==== Records for this exercise ====

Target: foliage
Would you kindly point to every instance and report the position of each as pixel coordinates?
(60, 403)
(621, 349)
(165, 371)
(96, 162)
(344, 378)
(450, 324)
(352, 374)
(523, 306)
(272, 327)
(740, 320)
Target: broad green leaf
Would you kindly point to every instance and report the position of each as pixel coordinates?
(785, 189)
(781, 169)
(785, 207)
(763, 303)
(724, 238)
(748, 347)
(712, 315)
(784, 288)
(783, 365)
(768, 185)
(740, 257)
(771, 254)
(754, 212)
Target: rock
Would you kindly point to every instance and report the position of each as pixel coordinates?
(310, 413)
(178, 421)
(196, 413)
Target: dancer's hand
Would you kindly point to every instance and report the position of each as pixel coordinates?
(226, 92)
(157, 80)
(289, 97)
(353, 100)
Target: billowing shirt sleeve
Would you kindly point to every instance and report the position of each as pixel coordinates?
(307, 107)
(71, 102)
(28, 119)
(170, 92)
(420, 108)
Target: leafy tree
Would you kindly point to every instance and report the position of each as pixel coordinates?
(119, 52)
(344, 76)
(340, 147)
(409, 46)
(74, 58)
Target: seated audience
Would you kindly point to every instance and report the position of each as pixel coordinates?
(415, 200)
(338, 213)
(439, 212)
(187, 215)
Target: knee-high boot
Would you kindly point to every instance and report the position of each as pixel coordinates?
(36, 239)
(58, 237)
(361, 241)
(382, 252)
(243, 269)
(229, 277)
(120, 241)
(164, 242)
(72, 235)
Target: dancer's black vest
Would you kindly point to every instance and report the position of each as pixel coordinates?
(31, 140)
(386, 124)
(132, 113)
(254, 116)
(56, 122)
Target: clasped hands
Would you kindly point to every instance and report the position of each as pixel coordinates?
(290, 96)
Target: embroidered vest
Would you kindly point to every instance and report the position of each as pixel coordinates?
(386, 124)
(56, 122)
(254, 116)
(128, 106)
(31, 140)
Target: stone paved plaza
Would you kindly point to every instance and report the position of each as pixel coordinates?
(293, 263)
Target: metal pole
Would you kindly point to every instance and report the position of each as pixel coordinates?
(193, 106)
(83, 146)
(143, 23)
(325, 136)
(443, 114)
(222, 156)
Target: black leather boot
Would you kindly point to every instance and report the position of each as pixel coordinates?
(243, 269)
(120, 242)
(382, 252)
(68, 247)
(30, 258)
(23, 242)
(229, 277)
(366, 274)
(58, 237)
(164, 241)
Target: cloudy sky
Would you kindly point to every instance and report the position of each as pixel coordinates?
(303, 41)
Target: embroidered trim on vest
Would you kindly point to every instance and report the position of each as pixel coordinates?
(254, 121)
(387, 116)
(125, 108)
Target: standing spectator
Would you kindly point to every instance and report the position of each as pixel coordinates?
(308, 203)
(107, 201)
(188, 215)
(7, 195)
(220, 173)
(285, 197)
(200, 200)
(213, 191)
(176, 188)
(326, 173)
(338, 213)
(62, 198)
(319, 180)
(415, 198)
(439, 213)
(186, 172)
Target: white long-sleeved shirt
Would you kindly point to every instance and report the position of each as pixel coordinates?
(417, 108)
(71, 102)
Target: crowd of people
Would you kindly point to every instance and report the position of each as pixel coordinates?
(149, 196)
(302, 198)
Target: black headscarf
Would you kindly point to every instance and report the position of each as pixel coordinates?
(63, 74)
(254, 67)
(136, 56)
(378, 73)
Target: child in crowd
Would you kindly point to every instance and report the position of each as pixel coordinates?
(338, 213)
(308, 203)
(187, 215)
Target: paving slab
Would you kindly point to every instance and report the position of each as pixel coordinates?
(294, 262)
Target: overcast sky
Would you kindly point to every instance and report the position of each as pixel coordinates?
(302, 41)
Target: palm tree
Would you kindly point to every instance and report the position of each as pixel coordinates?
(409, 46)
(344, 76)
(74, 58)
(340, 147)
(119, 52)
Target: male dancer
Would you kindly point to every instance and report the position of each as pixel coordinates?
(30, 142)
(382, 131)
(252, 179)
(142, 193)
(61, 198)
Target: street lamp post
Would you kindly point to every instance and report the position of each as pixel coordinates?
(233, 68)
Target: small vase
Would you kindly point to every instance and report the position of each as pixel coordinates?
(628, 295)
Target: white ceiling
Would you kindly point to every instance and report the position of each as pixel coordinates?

====

§ Written request
Turn every line above into a Markdown table with two columns, Row for the row number and Line for the text, leaving out any blank lines.

§ Answer in full
| Row | Line |
|---|---|
| 1 | Target: foliage |
| 2 | Would you kindly point to every instance and report the position of each as pixel coordinates? |
| 3 | (60, 403) |
| 4 | (621, 349) |
| 5 | (165, 371) |
| 6 | (96, 162) |
| 7 | (344, 378) |
| 8 | (450, 324) |
| 9 | (352, 374) |
| 10 | (523, 306) |
| 11 | (272, 327) |
| 12 | (740, 320) |
| 13 | Target: broad green leaf |
| 14 | Would you kindly point to every instance and report the position of each as pixel coordinates? |
| 15 | (785, 189) |
| 16 | (781, 169) |
| 17 | (785, 207) |
| 18 | (763, 303) |
| 19 | (724, 238) |
| 20 | (748, 347) |
| 21 | (712, 315) |
| 22 | (784, 288) |
| 23 | (783, 365) |
| 24 | (768, 185) |
| 25 | (740, 257) |
| 26 | (771, 254) |
| 27 | (754, 212) |
| 28 | Target: rock |
| 29 | Would you kindly point to every instance and report the position of each as pixel coordinates? |
| 30 | (310, 413) |
| 31 | (178, 421) |
| 32 | (196, 413) |
| 33 | Target: dancer's hand |
| 34 | Would you kindly point to every instance and report the position of each as pixel coordinates? |
| 35 | (226, 92) |
| 36 | (157, 80) |
| 37 | (289, 97) |
| 38 | (353, 100) |
| 39 | Target: billowing shirt sleeve |
| 40 | Would you kindly point to every instance and report the position of each as pixel coordinates? |
| 41 | (307, 107) |
| 42 | (71, 102) |
| 43 | (28, 119) |
| 44 | (170, 92) |
| 45 | (420, 108) |
| 46 | Target: leafy tree |
| 47 | Would you kindly point to every instance and report the position of each as pixel coordinates? |
| 48 | (119, 52) |
| 49 | (344, 76) |
| 50 | (340, 147) |
| 51 | (409, 46) |
| 52 | (74, 58) |
| 53 | Target: seated audience |
| 54 | Would you kindly point to every instance and report the position of each as pixel coordinates? |
| 55 | (415, 200) |
| 56 | (338, 213) |
| 57 | (439, 212) |
| 58 | (187, 215) |
| 59 | Target: knee-high boot |
| 60 | Would you kindly point to every instance and report the position of each as pixel coordinates? |
| 61 | (36, 239) |
| 62 | (58, 237) |
| 63 | (361, 241) |
| 64 | (382, 252) |
| 65 | (243, 269) |
| 66 | (229, 277) |
| 67 | (120, 241) |
| 68 | (164, 242) |
| 69 | (72, 235) |
| 70 | Target: dancer's black vest |
| 71 | Would you kindly point to every instance and report the position of each as pixel coordinates? |
| 72 | (31, 140) |
| 73 | (386, 124) |
| 74 | (132, 113) |
| 75 | (254, 116) |
| 76 | (56, 122) |
| 77 | Target: clasped hands |
| 78 | Would you kindly point to every instance and report the position of each as pixel coordinates? |
| 79 | (290, 96) |
| 80 | Target: embroidered vest |
| 81 | Would you kindly point to every instance and report the position of each as pixel coordinates? |
| 82 | (386, 124) |
| 83 | (56, 122) |
| 84 | (254, 116) |
| 85 | (128, 106) |
| 86 | (31, 140) |
| 87 | Target: stone paved plaza |
| 88 | Would you kindly point to every instance and report the position of each as pixel coordinates? |
| 89 | (293, 263) |
| 90 | Target: metal pole |
| 91 | Would you kindly point to every instance and report the position of each as pixel coordinates? |
| 92 | (193, 106) |
| 93 | (83, 146) |
| 94 | (143, 23) |
| 95 | (325, 136) |
| 96 | (443, 114) |
| 97 | (222, 156) |
| 98 | Target: black leather boot |
| 99 | Would you kindly point to every instance and report the position of each as pixel coordinates? |
| 100 | (243, 269) |
| 101 | (120, 242) |
| 102 | (382, 252) |
| 103 | (68, 247) |
| 104 | (30, 258) |
| 105 | (23, 242) |
| 106 | (229, 277) |
| 107 | (366, 274) |
| 108 | (58, 237) |
| 109 | (164, 241) |
| 110 | Target: cloudy sky |
| 111 | Would you kindly point to every instance and report the position of each as pixel coordinates? |
| 112 | (303, 41) |
| 113 | Target: embroidered trim on vest |
| 114 | Would you kindly point to every instance and report the position of each as pixel coordinates? |
| 115 | (254, 121) |
| 116 | (387, 116) |
| 117 | (125, 108) |
| 118 | Target: standing spectator |
| 119 | Would you kindly point to every instance and report the position of each as pixel coordinates? |
| 120 | (308, 203) |
| 121 | (107, 201) |
| 122 | (188, 215) |
| 123 | (7, 195) |
| 124 | (220, 173) |
| 125 | (285, 197) |
| 126 | (200, 200) |
| 127 | (213, 191) |
| 128 | (176, 188) |
| 129 | (326, 173) |
| 130 | (338, 213) |
| 131 | (62, 198) |
| 132 | (319, 180) |
| 133 | (415, 198) |
| 134 | (439, 213) |
| 135 | (186, 172) |
| 136 | Target: white long-sleeved shirt |
| 137 | Would you kindly point to every instance and report the position of each as pixel coordinates? |
| 138 | (417, 108) |
| 139 | (71, 102) |
| 140 | Target: crowd of people |
| 141 | Would you kindly point to every instance and report the position of each as pixel coordinates? |
| 142 | (149, 196) |
| 143 | (302, 198) |
| 144 | Target: black headscarf |
| 145 | Would you kindly point to every instance and report the position of each as pixel coordinates? |
| 146 | (63, 74) |
| 147 | (254, 67) |
| 148 | (136, 56) |
| 149 | (378, 73) |
| 150 | Target: child in crowd |
| 151 | Would you kindly point to every instance and report the position of each as pixel coordinates? |
| 152 | (338, 213) |
| 153 | (308, 203) |
| 154 | (187, 215) |
| 155 | Target: paving slab |
| 156 | Would you kindly point to every instance and report the position of each as pixel coordinates? |
| 157 | (294, 262) |
| 158 | Target: overcast sky |
| 159 | Would you kindly point to every instance and report the position of each as pixel coordinates? |
| 160 | (302, 41) |
| 161 | Target: palm tree |
| 162 | Would you kindly point to every instance and report the position of each as pixel coordinates? |
| 163 | (409, 46) |
| 164 | (344, 76) |
| 165 | (74, 58) |
| 166 | (340, 147) |
| 167 | (119, 52) |
| 168 | Target: male dancer |
| 169 | Would you kindly point to every instance and report the position of each as pixel coordinates? |
| 170 | (30, 142) |
| 171 | (382, 131) |
| 172 | (252, 179) |
| 173 | (142, 193) |
| 174 | (61, 198) |
| 175 | Target: street lamp post |
| 176 | Would you kindly point to every instance and report the position of each as pixel coordinates? |
| 177 | (233, 68) |
| 178 | Target: small vase |
| 179 | Would you kindly point to every instance and report the position of each as pixel coordinates? |
| 180 | (628, 295) |
| 181 | Target: white ceiling |
| 182 | Would you kindly point to every instance and report the position of each as pixel coordinates? |